● Task requirements:
Pick out every line of the records that contains the word "masks", and copy each one.

● Information shown:
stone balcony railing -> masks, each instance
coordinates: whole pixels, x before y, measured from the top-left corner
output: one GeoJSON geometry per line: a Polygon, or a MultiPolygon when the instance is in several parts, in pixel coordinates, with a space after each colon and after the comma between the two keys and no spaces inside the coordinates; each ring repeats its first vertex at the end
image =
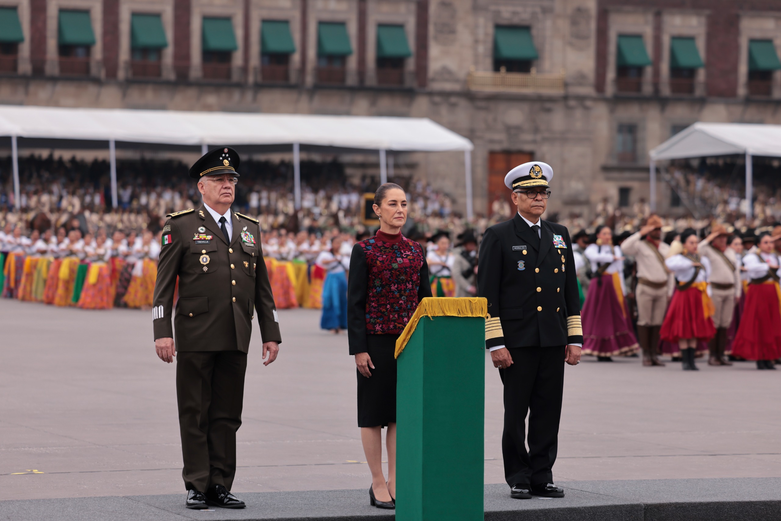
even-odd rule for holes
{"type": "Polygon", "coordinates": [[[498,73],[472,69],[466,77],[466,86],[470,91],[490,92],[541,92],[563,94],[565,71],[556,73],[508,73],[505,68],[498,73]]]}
* * *
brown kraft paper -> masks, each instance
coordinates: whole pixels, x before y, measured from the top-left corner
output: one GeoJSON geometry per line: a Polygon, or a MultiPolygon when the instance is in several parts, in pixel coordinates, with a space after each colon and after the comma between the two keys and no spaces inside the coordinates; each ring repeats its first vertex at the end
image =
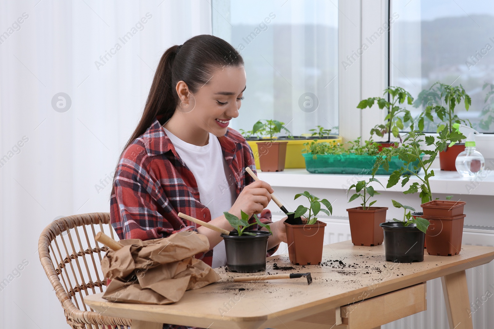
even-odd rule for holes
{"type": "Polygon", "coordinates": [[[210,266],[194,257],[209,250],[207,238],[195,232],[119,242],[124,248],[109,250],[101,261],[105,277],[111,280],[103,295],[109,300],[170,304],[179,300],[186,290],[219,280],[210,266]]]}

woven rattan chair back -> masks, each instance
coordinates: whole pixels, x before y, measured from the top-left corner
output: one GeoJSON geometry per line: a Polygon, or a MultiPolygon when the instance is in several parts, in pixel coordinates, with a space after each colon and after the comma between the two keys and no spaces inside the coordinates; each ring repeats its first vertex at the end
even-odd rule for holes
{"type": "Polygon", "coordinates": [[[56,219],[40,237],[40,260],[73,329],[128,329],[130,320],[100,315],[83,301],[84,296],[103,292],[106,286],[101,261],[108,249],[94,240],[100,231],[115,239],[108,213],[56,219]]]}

● Result:
stone balcony railing -> masks, each instance
brown kraft paper -> masks, each instance
woven rattan chair back -> masks, each instance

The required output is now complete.